Così ha dichiarato il rettore Francesco Priolo, mentre il vicesindaco e assessore all’urbanistica, Paolo La Greca, si è spinto fino parlare di “ripresa di una fra le porzioni urbane ai margini del nostro centro storico”, ottenuta rafforzando la presenza sempre più centrale dell’università sulla collina di Montevergine.

Ci sono vari motivi per cui non condividiamo questo entusiasmo. Proviamo ad elencarne alcuni.

Innanzi tutto ci sembra che manchi una visione progettuale più ampia che riguardi non solo l’ex ospedale Vittorio ma tutta l’area circostante, molto estesa e non certo marginale rispetto alla città. Ci saremmo aspettati, quanto meno, un piano particolareggiato che analizzasse la situazione dell’area e chiarisse cosa si vuole fare di quartieri storici come l’Antico Corso, i Cappucini, la zona alta di via Vittorio Emanuele etc.

La presentazione di un piano cosiffatto avrebbe aperto, inoltre, un confronto con la città, avrebbe permesso a cittadini, associazioni, ordini professionali, di fare osservazioni e portare un contributo alla pianificazione.

Ci troviamo invece davanti all’ennesimo intervento spot, limitato all’area dell’ex ospedale e calato dall’alto.

Mentre il Vittorio Emanuele restava chiuso anche nel periodo del Covid, quando si era sentita fortemente l’esigenza di spazi dedicati alla sanità e anche all’istruzione, mentre l’assenza di adeguati controlli abbandonava ai vandali strutture in buono stato e ricche di attrezzature funzionanti (acquistate con soldi pubblici, non dimentichiamolo), alla Regione c’era chi riteneva di dover decidere per tutti.

========================================================================

> Compito 1: Nel testo sull'ex ospedale Vittorio Emanuele, quali incarichi ricopre Paolo La Greca?
> Compito 2: Continua il testo sull'ex ospedale Vittorio Emanuele partendo dopo la sua ultima frase.

========================================================================

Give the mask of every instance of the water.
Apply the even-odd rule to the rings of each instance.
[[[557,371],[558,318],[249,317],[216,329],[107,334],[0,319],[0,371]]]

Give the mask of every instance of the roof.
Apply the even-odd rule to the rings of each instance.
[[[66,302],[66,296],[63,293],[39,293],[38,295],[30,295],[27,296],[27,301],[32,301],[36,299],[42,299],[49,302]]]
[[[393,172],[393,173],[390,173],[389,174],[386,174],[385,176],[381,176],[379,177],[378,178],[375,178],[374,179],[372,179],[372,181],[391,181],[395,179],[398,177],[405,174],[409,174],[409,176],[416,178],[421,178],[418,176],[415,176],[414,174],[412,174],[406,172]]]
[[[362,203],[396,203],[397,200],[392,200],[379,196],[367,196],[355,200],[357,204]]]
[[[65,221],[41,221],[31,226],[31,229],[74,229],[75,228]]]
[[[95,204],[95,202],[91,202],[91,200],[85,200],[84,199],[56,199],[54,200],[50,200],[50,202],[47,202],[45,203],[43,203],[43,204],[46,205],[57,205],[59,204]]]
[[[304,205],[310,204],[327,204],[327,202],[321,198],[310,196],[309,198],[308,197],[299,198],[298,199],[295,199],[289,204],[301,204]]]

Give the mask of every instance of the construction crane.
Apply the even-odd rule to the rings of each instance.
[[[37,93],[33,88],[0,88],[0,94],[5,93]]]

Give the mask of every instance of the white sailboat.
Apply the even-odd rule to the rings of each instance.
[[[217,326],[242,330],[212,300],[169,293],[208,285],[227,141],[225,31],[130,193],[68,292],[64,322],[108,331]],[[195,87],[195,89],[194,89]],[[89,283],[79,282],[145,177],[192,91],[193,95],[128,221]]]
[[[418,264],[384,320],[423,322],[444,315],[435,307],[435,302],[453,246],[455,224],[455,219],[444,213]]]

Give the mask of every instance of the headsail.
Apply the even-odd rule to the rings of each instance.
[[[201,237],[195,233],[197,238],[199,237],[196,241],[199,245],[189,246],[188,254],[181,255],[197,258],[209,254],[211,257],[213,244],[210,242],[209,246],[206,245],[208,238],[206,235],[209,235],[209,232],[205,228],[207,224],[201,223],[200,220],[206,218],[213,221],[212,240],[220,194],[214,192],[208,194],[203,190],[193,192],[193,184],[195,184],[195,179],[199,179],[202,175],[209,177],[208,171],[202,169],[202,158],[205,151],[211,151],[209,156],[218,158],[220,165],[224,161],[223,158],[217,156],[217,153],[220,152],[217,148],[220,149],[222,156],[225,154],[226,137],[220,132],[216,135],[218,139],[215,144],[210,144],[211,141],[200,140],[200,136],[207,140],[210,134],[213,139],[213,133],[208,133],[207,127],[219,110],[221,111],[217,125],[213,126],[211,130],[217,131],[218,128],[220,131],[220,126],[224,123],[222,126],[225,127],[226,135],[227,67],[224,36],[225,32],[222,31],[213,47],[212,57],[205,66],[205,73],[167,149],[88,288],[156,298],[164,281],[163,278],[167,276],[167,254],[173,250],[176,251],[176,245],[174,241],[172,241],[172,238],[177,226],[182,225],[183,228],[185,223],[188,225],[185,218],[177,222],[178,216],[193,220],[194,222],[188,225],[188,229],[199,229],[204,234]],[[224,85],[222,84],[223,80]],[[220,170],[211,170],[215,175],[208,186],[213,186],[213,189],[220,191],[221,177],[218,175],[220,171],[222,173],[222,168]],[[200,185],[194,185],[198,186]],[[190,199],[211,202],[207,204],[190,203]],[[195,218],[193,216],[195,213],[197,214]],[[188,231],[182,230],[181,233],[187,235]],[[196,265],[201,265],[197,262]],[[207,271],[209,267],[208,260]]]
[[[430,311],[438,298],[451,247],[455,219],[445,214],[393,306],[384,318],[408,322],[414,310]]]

========================================================================

> Risposta scritta 1: È vicesindaco e assessore all'urbanistica.

> Risposta scritta 2:
E non sappiamo se abbia tenuto nel debito conto la situazione generale del quartiere, lo spopolamento, le attività commerciali che via via hanno chiuso, gli anziani rimasti in solitudine e privi di servizi essenziali.

La risposta è stata comunque quella di un accordo di vertice. La Regione, dopo aver avviato il progetto di Museo voluto da Musumeci e soddisfatto l’esigenza di uno spazio per l’Accademia di Belle Arti, ha deciso di assegnare il resto dell’area in comodato d’uso all’Università.

Quale ruolo è stato riconosciuto alle istituzioni comunali, quelle che dovrebbero rappresentare i cittadini? Cittadini, peraltro, tenuti all’oscuro, tranne per qualche notizia fatta filtrare qua e là.

Il sindaco Trantino si è limitato a citare il “contributo fattivo delle altre istituzioni, a cominciare dal consiglio comunale con cui condivideremo il percorso”. Non il Consiglio Comuale protagonista delle scelte urbanistiche, come vorrebbe la legge, ma un’istituzione chiamata a condividere un percorso scelto da altri.

Quanto all’Università, oggi forse la più importante azienda cittadina, abituata a pretendere tutto per sé, siamo sicuri che la sua presenza sempre più ingombrante sulla collina di Montevergine, abbia portato sicuri vantaggi in questa zona della città? Che dire dell’espulsione dei vecchi abitanti, dell’aumento dei costi delle abitazioni, della perdita dei servizi diversi da quelli destinati alla popolazione studentesca, come ad esempio i servizi sanitari, di cui l’area è stata decapitata, e di cui invece ci sarebbe necessità?

La corsa alla costruzione di nuove aule, inoltre, sappiamo che ha minacciato anche importanti siti archeologici, come nel caso della Purità, dei cui spazi l’Università pensava di poter disporre senza riconoscere il ruolo e le competenze del Parco archeologico greco-romano.

E’ da dimostrare, infine, che sia un aumento delle aule, e non altro, quello di cui il nostro Ateneo ha bisogno per diventare “accogliente, funzionale ed efficiente”, come ha detto Priolo.

Un’ultima considerazione sulla scelta di realizzare, nel corpo centrale dell’ex ospedale, il Museo dell’Etna. Non abbiamo sentito parlare di valutazioni costi-benefici, di calcoli relativi alle spese necessarie a mantenere in vita il nuovo organismo, a cominciare dal personale che dovrà controllare una struttura con una superficie pari a 2/3 degli Uffizi, ma che avrà di certo un ritorno economico di gran lunga inferiore.